____ Extract to read
The words were strong and the conclusions were damning. Rhodesia, a nation with nothing near the resources of the U.S. military, had built MRAPs more than a quarter-century earlier that remained "more survivable than any comparable vehicle produced by the U.S. today," McGriff wrote.
If you ever wonder how a bunch of seemingly poorly-equiped, massively underfunded insurgents can fight the US military to a standstill, this last point is as good as any in illustrating the reasons.
Part of the myth of the US military is that it is the best in the world at everything, and has or will find a high-tech solution to anything the enemy can come up with, and if you don’t believe that, Tom Clancy will be happy to explain it to you. And of course if it isn’t really expensive, it’s not worth looking at.
Truthfully, the US isn’t even the leader in many war-fighting technologies, but even more to the point, the philosophy of finding high-tech and expensive solutions to every problem creates an institutional blindness to cheaper and simpler solutions.
The Joint IED Defeat Organization has spent at least $3 billion on defeating IED’s by creating signal jammers, remote detonators, and so forth. In the meantime an off-the-shelf solution was sitting right in front of them.
________
Activity - Retype the passage on U.S. military technology from "The Joint IED" to "front of them.". The records have no connection to the passage on U.S. military technology.
____ Material supplied
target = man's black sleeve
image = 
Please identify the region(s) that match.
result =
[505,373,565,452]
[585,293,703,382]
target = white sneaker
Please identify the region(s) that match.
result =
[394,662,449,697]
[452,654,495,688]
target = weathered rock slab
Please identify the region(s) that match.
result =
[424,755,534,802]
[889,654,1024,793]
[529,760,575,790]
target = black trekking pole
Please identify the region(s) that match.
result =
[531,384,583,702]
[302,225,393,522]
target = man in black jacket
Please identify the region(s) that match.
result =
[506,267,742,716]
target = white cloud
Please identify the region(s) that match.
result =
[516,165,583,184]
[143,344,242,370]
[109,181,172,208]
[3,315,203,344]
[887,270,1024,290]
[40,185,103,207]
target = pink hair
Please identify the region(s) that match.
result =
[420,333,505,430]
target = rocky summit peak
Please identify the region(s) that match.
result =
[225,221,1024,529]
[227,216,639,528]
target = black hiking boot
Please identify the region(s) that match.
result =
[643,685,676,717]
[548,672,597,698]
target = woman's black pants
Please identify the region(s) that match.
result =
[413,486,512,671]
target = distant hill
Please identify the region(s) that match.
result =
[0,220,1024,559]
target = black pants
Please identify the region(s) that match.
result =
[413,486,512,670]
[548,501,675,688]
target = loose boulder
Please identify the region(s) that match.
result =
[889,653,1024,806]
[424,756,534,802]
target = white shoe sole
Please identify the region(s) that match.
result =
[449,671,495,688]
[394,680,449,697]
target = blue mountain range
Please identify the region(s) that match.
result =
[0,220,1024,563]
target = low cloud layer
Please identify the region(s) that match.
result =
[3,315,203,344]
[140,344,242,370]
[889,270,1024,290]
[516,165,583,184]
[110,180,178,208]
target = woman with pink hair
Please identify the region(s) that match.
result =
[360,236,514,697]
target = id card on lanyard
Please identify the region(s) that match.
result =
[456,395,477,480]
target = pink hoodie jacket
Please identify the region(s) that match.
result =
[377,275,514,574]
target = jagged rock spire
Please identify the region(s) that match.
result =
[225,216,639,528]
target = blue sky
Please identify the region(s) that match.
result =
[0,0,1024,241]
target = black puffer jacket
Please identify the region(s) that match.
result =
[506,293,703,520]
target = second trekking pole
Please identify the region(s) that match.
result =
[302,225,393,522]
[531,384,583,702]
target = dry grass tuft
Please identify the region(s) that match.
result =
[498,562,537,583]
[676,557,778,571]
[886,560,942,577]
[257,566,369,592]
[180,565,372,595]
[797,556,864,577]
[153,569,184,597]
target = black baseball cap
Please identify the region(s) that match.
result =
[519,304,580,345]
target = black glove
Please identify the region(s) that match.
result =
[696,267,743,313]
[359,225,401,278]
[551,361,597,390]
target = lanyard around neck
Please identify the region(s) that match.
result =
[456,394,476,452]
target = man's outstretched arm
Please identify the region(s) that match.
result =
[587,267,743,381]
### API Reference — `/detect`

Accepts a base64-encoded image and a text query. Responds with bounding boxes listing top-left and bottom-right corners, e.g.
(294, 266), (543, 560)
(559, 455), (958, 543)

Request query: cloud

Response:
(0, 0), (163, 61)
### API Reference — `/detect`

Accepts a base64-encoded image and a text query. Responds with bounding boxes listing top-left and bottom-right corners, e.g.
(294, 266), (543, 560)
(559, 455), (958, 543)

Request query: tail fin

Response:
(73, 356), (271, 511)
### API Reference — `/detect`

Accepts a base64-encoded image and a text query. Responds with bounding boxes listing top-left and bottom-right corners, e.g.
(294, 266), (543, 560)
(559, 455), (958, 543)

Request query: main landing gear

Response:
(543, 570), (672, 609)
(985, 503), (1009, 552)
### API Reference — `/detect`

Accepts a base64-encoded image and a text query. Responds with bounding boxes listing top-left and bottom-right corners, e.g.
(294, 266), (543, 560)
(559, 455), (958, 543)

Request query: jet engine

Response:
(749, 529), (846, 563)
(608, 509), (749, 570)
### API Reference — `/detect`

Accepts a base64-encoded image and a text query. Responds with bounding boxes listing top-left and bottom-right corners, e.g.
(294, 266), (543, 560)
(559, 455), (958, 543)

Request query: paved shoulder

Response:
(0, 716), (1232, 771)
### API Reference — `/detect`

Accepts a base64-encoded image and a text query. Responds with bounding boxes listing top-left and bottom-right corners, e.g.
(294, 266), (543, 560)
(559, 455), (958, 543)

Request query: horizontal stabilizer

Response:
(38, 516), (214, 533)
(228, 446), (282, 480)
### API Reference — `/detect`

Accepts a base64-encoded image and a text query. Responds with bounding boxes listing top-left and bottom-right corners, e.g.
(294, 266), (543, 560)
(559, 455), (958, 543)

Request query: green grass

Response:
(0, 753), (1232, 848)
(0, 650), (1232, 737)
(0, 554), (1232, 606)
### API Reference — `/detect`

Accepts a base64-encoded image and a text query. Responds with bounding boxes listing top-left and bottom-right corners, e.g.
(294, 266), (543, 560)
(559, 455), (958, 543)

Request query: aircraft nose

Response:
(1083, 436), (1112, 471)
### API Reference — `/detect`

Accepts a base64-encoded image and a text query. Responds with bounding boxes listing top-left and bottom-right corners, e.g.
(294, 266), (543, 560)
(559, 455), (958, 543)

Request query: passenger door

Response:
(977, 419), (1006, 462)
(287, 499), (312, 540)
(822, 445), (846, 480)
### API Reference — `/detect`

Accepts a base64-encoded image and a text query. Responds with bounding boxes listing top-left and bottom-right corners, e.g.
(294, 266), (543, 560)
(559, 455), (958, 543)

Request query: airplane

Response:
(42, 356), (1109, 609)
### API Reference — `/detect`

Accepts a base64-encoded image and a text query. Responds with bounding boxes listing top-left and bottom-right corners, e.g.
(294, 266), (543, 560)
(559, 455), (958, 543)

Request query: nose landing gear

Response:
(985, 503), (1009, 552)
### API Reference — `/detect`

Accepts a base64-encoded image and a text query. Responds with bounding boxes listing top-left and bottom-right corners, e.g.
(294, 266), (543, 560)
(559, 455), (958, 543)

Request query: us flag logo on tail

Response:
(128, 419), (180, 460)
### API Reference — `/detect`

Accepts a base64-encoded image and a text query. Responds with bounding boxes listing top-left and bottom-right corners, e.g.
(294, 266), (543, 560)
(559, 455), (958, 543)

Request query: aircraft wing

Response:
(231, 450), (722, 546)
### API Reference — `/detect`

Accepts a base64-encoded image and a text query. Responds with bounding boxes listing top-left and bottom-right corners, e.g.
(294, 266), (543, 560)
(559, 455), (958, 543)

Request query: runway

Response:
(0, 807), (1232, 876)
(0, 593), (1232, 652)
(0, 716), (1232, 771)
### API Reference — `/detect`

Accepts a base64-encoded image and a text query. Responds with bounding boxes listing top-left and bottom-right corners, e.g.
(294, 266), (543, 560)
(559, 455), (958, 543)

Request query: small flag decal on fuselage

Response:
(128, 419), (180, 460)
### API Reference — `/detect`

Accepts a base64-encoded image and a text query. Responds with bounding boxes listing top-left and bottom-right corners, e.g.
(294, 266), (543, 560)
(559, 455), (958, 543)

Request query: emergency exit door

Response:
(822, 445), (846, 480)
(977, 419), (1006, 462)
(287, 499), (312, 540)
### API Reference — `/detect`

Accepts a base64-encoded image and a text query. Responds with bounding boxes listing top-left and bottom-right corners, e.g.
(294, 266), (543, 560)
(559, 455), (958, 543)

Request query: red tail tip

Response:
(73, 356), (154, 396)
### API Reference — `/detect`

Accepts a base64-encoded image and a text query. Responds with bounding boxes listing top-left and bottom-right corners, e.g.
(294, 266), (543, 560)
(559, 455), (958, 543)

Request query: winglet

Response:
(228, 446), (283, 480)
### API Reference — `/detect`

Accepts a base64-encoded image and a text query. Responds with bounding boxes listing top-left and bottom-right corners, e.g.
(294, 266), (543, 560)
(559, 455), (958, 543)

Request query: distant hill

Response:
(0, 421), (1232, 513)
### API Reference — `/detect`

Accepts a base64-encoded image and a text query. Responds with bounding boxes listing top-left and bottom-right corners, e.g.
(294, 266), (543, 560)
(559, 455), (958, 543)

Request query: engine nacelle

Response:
________
Answer area -
The Joint IED Defeat Organization has spent at least $3 billion on defeating IED’s by creating signal jammers, remote detonators, and so forth. In the meantime an off-the-shelf solution was sitting right in front of them.